- _TEXTE FOURNI_:
=======
Le rêve de Barack Obama

Publié le 25 mars 2008 Lecture : 3 minutes.

Il en rêvait. Le 18 mars, à Philadelphie, Barack Obama a prononcé le discours le plus marquant de sa campagne pour l’investiture démocrate à l’élection présidentielle. Cette quasi-profession de foi sur le rôle des « races » et de la religion dans la société américaine intervient à un moment clé, alors qu’il ne parvient pas à prendre franchement l’ascendant sur Hillary Clinton, sa rivale démocrate, et que sa cote de popularité a même tendance à fléchir après les déclarations pour le moins embarrassantes de Jeremiah Wright, son ancien pasteur. Celui-ci a en effet publiquement estimé, entre autres gracieusetés, que Dieu a toutes les raisons de « maudire l’Amérique » pour avoir pratiqué la ségrégation raciale, et que les attentats du 11 septembre 2001 étaient dus au « terrorisme américain ». Pour le sénateur de l’Illinois, il était donc urgent sinon de désamorcer la polémique, du moins d’en circonscrire les effets potentiellement dévastateurs. Ce qu’il a fait avec brio. Et efficacité ? La suite le dira. Voici quelques extraits de son allocution.
=======
- _ENREGISTREMENTS EXTRAITS_:
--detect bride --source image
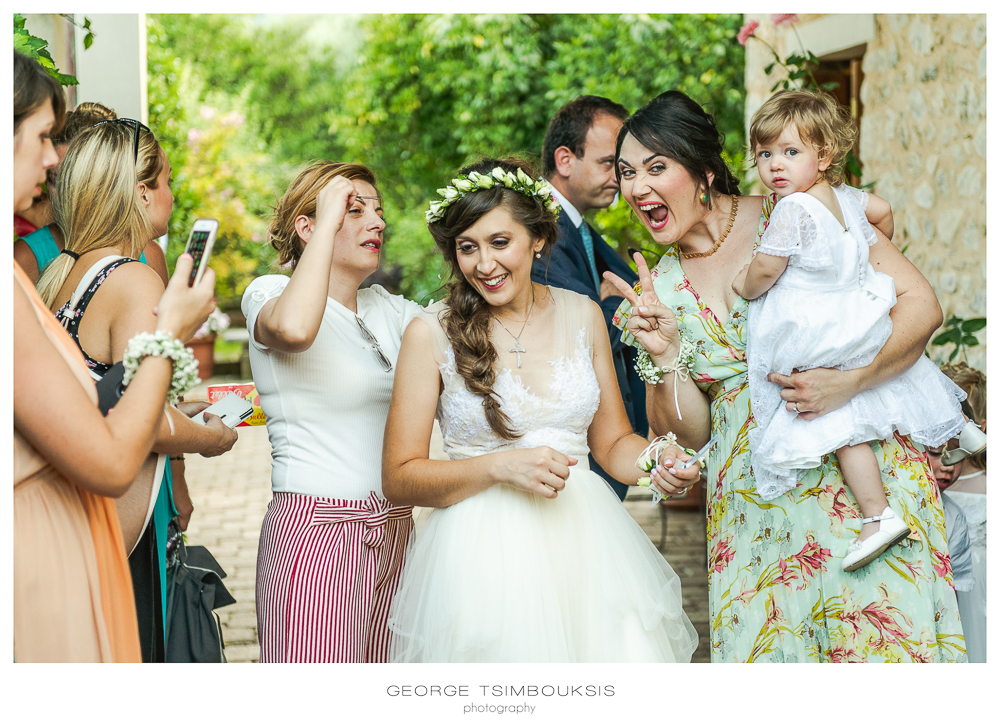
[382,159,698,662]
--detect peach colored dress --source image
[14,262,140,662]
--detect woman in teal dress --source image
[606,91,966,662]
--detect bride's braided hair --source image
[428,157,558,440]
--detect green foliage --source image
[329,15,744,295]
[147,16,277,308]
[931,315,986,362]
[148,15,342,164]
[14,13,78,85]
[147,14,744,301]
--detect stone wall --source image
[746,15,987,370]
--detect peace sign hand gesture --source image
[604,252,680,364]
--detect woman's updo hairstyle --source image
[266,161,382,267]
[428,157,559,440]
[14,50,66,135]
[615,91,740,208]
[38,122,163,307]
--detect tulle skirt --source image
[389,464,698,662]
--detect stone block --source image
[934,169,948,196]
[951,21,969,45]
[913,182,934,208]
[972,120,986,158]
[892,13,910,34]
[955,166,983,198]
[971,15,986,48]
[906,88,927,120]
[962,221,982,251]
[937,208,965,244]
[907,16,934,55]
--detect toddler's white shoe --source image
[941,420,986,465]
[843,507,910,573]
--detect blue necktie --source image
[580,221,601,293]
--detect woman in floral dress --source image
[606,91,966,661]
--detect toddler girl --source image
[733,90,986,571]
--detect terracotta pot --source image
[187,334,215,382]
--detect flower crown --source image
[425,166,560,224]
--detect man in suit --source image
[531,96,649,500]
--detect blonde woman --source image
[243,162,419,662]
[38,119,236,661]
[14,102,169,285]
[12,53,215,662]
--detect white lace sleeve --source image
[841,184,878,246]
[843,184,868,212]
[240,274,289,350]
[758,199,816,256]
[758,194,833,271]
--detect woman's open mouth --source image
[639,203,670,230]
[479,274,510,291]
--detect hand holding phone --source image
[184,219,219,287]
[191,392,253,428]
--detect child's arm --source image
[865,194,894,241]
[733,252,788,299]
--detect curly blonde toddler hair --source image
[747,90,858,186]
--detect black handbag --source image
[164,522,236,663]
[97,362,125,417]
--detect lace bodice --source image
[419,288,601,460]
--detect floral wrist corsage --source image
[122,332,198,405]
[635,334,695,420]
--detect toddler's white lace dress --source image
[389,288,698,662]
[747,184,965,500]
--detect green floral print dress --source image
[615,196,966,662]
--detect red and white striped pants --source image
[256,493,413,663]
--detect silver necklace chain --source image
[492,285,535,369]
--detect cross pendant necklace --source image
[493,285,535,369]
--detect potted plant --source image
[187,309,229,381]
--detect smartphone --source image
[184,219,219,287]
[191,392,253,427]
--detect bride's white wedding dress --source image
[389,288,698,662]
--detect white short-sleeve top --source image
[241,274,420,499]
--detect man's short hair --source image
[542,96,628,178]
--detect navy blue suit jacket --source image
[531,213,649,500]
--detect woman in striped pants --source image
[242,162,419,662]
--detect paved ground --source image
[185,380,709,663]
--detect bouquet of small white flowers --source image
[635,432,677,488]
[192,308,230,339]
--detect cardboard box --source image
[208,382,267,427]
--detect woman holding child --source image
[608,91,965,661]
=======
- _ACTIONS DEMANDÉES_:
a) Recopiez à l'identique la partie des enregistrements qui commence à la ligne contenant « --detect lace bodice --source image » et s'arrête à la fin des enregistrements.
b) Reprenez l'article sur le discours de Barack Obama à Philadelphie à la suite de sa dernière phrase.
Le texte et les enregistrements proviennent de sources distinctes.

- _RÉSULTATS DE L'EXERCICE_:
a)
--detect lace bodice --source image
[419,288,601,460]
--detect floral wrist corsage --source image
[122,332,198,405]
[635,334,695,420]
--detect toddler's white lace dress --source image
[389,288,698,662]
[747,184,965,500]
--detect green floral print dress --source image
[615,196,966,662]
--detect red and white striped pants --source image
[256,493,413,663]
--detect silver necklace chain --source image
[492,285,535,369]
--detect cross pendant necklace --source image
[493,285,535,369]
--detect potted plant --source image
[187,309,229,381]
--detect smartphone --source image
[184,219,219,287]
[191,392,253,427]
--detect bride's white wedding dress --source image
[389,288,698,662]
--detect white short-sleeve top --source image
[241,274,420,499]
--detect man's short hair --source image
[542,96,628,178]
--detect navy blue suit jacket --source image
[531,213,649,500]
--detect woman in striped pants --source image
[242,162,419,662]
--detect paved ground --source image
[185,380,709,663]
--detect bouquet of small white flowers --source image
[635,432,677,488]
[192,308,230,339]
--detect cardboard box --source image
[208,382,267,427]
--detect woman holding child --source image
[608,91,965,661]

b)
Je me suis porté candidat à la présidence parce que je crois qu’il nous faut être unis pour relever les défis de notre temps. Cette certitude vient de ma foi en la générosité du peuple américain, mais aussi de mon histoire personnelle. Une histoire qui a ancré dans mes gènes la conviction que la nation américaine représente plus que la simple somme de ses composantes.
J’ai déjà fermement condamné les déclarations polémiques de Jeremiah Wright. Celles-ci expriment une vision erronée de l’Amérique, dont elles surestiment largement les défauts au détriment des qualités. Surtout, elles fomentent la division là où nous avons besoin d’unité pour résoudre des problèmes fondamentaux : deux guerres en cours, la menace terroriste, une économie proche de la récession, la crise du système de santé et les risques liés au changement climatique.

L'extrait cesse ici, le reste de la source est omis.